次の課題
(a) インタビュー本文の「曲中鳴っているギターは」で始まる段落を、要点を残して箇条書きに書き直してください。
(b) インタビュー本文から、「1:Burの作曲、レコーディングについて」を含む語句で始め、「作っていったという感じです。」の後で終わる部分を、一字も変えずに書き写してください。
(c) インタビュー本文を、途切れたところから書き継いでください。

インタビュー本文

◆ ◆ ◆ ◆ ◆

その曲に対する思いと、レコーディングでのエピソード、そしてこの一年間を紐解いていく。
(インタビュアー:大鷹守)
1:Burの作曲、レコーディングについて
2:好みのサウンド面のルーツ
3:修正なしで臨んだボーカルレコーディング
ーーBlurはいつ生まれた曲だったのですか。
(伊々坂):活動を始めようと思い、10月頭に作った最初の曲でした。何かを狙って作ったというよりかは、アコースティックギターを持って自分の好きな雰囲気を自然に作っていったという感じです。
ーー今回のレコーディングでは何を担当されたのですか。
(伊々坂):作詞作曲、楽曲アレンジとギターを担当しました。
曲中鳴っているギターは自分で弾いていて、僕はギター以外弾けないのでlogicを使ってドラム、ベース、キーボード等も自分で打ち込みました。
そのデモ音源をもとに、制作をしたというイメージですね。
ーー完成した音源はキーボード、ドラム、ベースも生楽器の音になっていますね。

◆ ◆ ◆ ◆ ◆

データの行

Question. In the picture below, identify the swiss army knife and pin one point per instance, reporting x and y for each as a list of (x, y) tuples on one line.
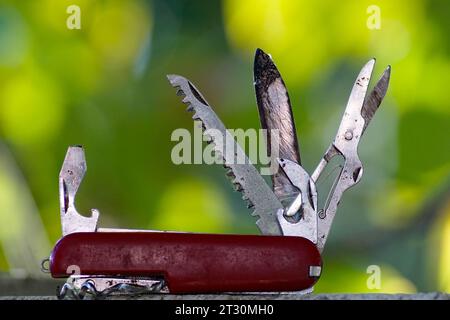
[(287, 256)]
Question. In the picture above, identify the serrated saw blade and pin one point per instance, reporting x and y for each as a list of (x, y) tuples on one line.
[(245, 176)]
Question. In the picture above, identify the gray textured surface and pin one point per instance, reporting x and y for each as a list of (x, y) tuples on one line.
[(28, 289)]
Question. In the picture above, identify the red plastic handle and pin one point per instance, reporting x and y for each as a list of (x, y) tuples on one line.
[(192, 262)]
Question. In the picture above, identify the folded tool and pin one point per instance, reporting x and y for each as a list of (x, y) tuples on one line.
[(287, 257)]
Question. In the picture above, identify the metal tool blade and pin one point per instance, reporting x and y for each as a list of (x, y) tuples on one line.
[(346, 144), (373, 100), (275, 112), (245, 176), (306, 227), (70, 177)]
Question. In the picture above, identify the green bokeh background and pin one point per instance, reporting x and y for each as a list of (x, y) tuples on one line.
[(104, 87)]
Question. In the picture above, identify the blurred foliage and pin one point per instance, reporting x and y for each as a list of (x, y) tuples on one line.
[(104, 87)]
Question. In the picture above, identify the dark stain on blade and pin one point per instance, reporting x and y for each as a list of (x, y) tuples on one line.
[(275, 113), (373, 100)]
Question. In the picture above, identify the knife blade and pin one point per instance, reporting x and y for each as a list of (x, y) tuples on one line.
[(275, 113), (244, 174)]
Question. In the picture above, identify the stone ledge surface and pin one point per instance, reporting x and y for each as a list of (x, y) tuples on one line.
[(45, 289)]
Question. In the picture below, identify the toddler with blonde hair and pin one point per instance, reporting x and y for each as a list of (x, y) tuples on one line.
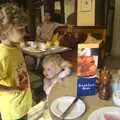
[(55, 70)]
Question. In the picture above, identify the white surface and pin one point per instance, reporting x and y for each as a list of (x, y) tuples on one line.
[(31, 49), (99, 113), (61, 104)]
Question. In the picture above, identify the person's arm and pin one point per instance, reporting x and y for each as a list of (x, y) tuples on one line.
[(9, 89), (4, 65)]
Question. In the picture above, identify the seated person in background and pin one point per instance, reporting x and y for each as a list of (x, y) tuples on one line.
[(45, 30), (56, 69)]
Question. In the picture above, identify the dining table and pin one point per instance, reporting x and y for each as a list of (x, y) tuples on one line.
[(39, 54), (68, 88)]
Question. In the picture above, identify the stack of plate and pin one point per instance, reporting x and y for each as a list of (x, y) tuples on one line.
[(61, 104)]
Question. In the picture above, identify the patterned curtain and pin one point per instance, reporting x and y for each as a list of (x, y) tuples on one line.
[(116, 34)]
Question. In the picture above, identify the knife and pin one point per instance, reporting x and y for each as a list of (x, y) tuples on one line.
[(68, 110)]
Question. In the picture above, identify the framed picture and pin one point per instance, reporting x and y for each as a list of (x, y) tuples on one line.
[(85, 5)]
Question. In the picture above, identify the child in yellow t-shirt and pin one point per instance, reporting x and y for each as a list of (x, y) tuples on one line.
[(15, 92)]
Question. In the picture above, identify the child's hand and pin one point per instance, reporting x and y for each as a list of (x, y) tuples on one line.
[(15, 90)]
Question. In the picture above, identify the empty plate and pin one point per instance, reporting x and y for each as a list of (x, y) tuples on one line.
[(61, 104)]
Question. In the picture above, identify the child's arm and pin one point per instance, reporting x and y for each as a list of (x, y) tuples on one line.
[(9, 89)]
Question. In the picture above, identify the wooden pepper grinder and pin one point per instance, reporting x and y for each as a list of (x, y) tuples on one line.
[(104, 88)]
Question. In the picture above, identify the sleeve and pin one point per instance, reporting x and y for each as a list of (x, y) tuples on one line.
[(3, 69)]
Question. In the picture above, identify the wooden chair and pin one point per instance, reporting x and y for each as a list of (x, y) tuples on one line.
[(78, 34)]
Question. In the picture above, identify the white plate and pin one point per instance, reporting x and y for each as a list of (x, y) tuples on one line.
[(33, 50), (59, 106), (99, 113)]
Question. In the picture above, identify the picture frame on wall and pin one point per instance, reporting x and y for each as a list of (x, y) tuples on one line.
[(85, 5)]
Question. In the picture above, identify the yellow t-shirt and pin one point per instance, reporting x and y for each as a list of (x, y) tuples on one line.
[(13, 73)]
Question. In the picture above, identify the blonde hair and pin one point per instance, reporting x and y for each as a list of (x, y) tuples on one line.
[(57, 61), (10, 14)]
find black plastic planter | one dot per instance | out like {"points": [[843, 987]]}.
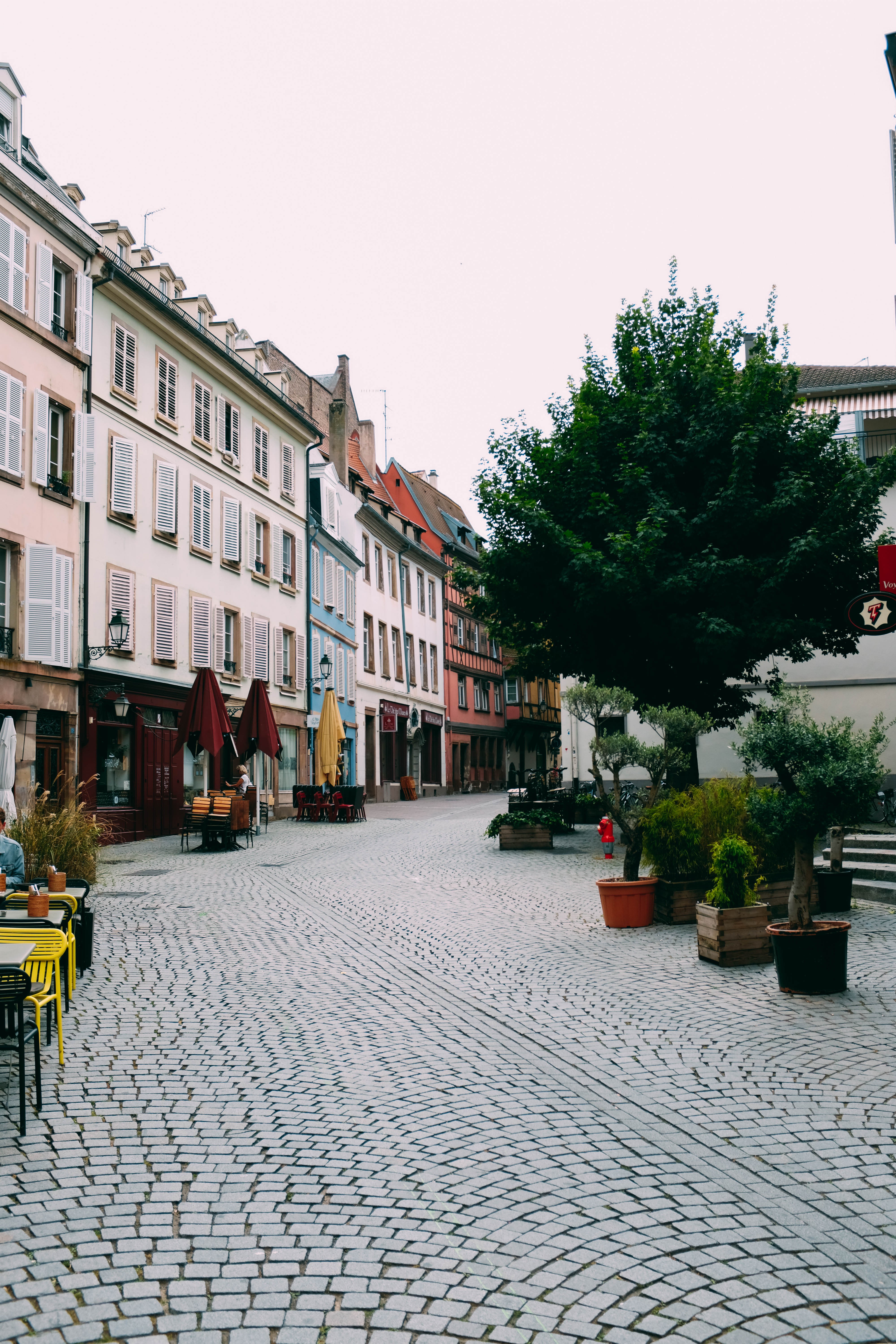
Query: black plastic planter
{"points": [[811, 962], [835, 890]]}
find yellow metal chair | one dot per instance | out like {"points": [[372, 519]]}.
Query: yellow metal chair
{"points": [[60, 901], [45, 968]]}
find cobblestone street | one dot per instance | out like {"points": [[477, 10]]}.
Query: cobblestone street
{"points": [[389, 1084]]}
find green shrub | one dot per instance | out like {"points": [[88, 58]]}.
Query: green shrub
{"points": [[733, 859], [64, 835], [538, 818]]}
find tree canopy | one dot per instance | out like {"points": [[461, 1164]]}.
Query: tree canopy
{"points": [[684, 521]]}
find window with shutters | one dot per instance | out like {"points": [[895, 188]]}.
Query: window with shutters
{"points": [[14, 255], [201, 518], [164, 501], [202, 413], [164, 623], [288, 468], [124, 361], [261, 460], [166, 389], [230, 530], [11, 420], [120, 599], [201, 632]]}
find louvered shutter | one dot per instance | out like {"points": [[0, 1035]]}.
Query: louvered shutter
{"points": [[85, 463], [84, 314], [220, 639], [300, 662], [123, 476], [276, 568], [43, 306], [39, 603], [41, 439], [166, 495], [260, 648], [121, 599], [288, 468], [246, 642], [201, 634], [164, 623], [221, 424], [230, 546]]}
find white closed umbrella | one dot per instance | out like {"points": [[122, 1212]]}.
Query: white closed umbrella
{"points": [[9, 768]]}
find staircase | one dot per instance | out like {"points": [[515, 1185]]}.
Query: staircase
{"points": [[871, 855]]}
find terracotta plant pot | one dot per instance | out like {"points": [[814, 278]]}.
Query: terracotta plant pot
{"points": [[628, 905], [39, 905]]}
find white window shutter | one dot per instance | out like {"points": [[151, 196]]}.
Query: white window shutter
{"points": [[166, 494], [39, 603], [260, 648], [84, 314], [201, 634], [230, 545], [41, 439], [340, 591], [246, 642], [43, 306], [300, 663], [220, 639], [164, 623], [276, 568], [124, 462], [121, 599]]}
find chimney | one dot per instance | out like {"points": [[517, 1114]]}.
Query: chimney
{"points": [[339, 440], [367, 447]]}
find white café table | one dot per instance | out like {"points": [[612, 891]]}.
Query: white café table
{"points": [[15, 954]]}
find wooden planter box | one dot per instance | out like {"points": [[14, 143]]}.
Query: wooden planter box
{"points": [[734, 937], [526, 838], [676, 902], [777, 893]]}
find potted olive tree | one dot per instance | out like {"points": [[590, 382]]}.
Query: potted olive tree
{"points": [[828, 775], [628, 902]]}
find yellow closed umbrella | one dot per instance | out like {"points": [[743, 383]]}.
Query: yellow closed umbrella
{"points": [[330, 734]]}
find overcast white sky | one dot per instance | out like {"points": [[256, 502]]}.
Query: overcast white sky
{"points": [[454, 194]]}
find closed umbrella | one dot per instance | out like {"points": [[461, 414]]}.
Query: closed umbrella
{"points": [[9, 768], [205, 720], [257, 733], [330, 736]]}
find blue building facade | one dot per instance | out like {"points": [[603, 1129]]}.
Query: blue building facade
{"points": [[332, 575]]}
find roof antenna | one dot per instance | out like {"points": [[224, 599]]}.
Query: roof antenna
{"points": [[385, 421], [147, 217]]}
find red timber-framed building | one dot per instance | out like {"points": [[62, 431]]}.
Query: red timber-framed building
{"points": [[475, 722]]}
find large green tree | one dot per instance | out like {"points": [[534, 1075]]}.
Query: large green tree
{"points": [[683, 523]]}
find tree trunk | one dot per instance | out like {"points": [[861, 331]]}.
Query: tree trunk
{"points": [[632, 861], [801, 889]]}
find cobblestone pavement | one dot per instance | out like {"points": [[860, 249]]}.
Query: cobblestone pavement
{"points": [[383, 1083]]}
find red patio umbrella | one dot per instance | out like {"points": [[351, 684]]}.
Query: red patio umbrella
{"points": [[257, 732], [205, 721]]}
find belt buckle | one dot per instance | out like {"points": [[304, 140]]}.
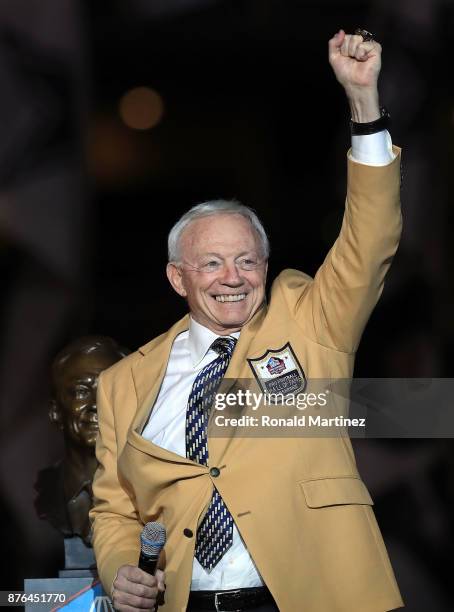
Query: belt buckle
{"points": [[217, 603]]}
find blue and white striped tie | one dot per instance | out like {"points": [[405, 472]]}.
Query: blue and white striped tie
{"points": [[215, 534]]}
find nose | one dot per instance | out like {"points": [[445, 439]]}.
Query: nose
{"points": [[230, 275]]}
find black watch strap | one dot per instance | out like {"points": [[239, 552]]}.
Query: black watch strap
{"points": [[364, 129]]}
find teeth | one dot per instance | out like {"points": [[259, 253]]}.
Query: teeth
{"points": [[231, 298]]}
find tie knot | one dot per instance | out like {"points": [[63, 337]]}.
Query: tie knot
{"points": [[224, 345]]}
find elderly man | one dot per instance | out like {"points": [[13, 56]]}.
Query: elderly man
{"points": [[266, 523]]}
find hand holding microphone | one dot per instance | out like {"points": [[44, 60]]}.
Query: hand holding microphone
{"points": [[138, 588]]}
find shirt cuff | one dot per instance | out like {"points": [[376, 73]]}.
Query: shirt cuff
{"points": [[373, 149]]}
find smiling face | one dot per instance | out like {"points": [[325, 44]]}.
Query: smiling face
{"points": [[222, 272], [75, 402]]}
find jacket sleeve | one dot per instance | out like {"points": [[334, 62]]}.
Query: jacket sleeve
{"points": [[115, 522], [335, 306]]}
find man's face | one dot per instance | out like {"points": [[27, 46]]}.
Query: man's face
{"points": [[76, 395], [222, 273]]}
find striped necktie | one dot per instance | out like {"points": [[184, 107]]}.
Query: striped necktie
{"points": [[215, 534]]}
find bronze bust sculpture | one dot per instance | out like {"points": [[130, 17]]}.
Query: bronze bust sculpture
{"points": [[64, 490]]}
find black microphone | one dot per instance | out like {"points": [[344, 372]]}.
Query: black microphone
{"points": [[152, 540]]}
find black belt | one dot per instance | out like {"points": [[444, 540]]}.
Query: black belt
{"points": [[229, 601]]}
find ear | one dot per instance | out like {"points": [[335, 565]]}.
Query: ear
{"points": [[175, 276], [55, 414]]}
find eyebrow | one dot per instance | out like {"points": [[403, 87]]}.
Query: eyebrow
{"points": [[252, 252]]}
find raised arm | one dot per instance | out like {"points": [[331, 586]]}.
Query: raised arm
{"points": [[333, 309]]}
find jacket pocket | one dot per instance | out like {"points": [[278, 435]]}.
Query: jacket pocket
{"points": [[335, 491]]}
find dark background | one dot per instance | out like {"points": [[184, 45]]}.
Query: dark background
{"points": [[250, 110]]}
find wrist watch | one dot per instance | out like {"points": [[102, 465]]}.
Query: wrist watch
{"points": [[364, 129]]}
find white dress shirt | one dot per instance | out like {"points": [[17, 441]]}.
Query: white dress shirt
{"points": [[189, 355]]}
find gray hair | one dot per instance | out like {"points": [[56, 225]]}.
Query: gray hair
{"points": [[215, 207]]}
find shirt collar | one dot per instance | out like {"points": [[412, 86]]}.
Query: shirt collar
{"points": [[200, 338]]}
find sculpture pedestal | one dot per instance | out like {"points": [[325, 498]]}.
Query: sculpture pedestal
{"points": [[76, 589]]}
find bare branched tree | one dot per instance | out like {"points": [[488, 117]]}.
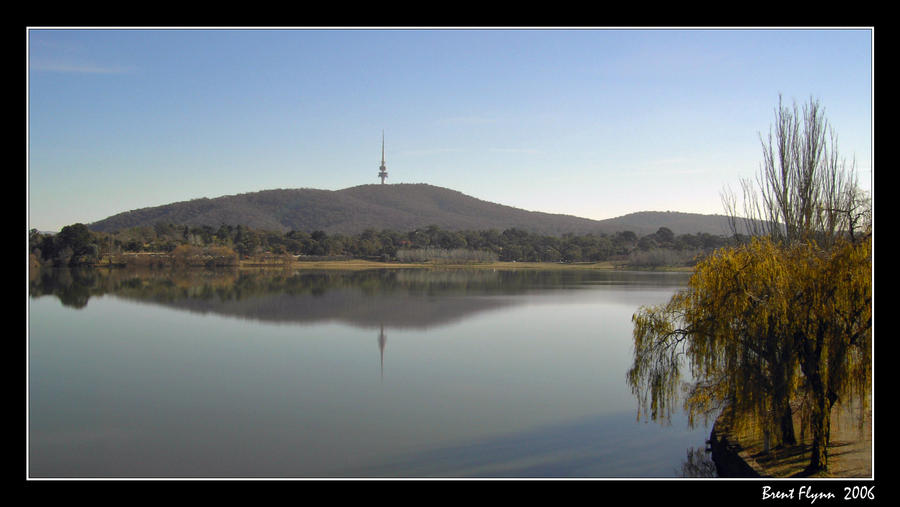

◆ ◆ ◆ ◆ ◆

解答
(a)
・曲中のギターは本人が演奏している。
・ギター以外は弾けないため、ドラム、ベース、キーボード等はlogicで本人が打ち込んだ。

(b)
1:Burの作曲、レコーディングについて
2:好みのサウンド面のルーツ
3:修正なしで臨んだボーカルレコーディング
ーーBlurはいつ生まれた曲だったのですか。
(伊々坂):活動を始めようと思い、10月頭に作った最初の曲でした。何かを狙って作ったというよりかは、アコースティックギターを持って自分の好きな雰囲気を自然に作っていったという感じです。

(c)
(伊々坂):そうですね。本当にありがたいことにパーカッショニストの小林弌さんのご協力のおかげで、
key:岩瀬聡志さん、Dr:岡野大介さん、Ba:榎本高さんという本当に素晴らしいミュージシャンの方々にサポートをして頂きました。
岩瀬さんと岡野さんは、弌さんの現場にお手伝いで入らせて頂いた時に初めてお会いさせて頂きまして、そこから数回現場でお会いしたり、セッションライブなどでご一緒させて頂きました。
榎本さんとは、僕がギターを始めた頃からお世話になっていて、大学一年生の時に初めてのアコースティックギターを渋谷まで一緒に買いに行ったり、ノエルギャラガー(元oasis)のライブを見に行ったりしていました。今でも榎本さんが月に一度開催しているtwin liveのお手伝いで現場に行かせてもらっています。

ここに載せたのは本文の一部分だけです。